- Exercise goal: Your answer should consist of all lines in the listing that hold the word "black".

------------------------------------------------------------

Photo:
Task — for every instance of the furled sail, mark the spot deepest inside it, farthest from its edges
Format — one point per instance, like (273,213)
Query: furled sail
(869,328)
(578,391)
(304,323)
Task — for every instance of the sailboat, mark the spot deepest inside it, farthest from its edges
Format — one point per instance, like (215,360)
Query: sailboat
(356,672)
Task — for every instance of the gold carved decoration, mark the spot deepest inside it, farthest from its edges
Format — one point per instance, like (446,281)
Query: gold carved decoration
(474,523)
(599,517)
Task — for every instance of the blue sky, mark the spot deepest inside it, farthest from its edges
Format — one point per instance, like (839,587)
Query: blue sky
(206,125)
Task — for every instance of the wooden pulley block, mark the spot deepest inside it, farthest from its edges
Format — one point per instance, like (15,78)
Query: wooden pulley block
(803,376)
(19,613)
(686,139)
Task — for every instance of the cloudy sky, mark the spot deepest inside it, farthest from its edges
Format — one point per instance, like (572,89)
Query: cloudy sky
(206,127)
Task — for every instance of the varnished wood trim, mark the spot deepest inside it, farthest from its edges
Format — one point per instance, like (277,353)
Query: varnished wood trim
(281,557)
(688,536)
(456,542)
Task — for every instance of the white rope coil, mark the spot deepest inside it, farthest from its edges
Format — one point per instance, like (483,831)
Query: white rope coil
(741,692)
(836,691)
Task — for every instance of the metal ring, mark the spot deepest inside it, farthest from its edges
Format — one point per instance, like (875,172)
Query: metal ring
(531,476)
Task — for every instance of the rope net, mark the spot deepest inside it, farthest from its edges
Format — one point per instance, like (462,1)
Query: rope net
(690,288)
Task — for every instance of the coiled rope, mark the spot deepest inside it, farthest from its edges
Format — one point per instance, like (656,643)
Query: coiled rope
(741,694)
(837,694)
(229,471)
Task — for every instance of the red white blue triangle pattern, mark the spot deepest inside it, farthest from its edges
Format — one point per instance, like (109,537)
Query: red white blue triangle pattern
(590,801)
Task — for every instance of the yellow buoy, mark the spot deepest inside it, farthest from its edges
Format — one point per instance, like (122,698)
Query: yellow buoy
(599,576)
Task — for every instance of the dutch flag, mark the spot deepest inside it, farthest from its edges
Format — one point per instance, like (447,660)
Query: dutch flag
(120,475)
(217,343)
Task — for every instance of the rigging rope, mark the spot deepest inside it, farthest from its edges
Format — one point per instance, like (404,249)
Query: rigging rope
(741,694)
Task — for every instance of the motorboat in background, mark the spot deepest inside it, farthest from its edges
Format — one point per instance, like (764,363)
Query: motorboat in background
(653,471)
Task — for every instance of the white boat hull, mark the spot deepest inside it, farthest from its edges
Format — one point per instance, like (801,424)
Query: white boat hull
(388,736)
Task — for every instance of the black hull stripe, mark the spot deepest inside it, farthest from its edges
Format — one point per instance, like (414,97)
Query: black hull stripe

------------------------------------------------------------

- Written answer:
Task — for every instance of the black hull stripe, mark the spot deepest inside it, farthest from its edges
Query: black hull stripe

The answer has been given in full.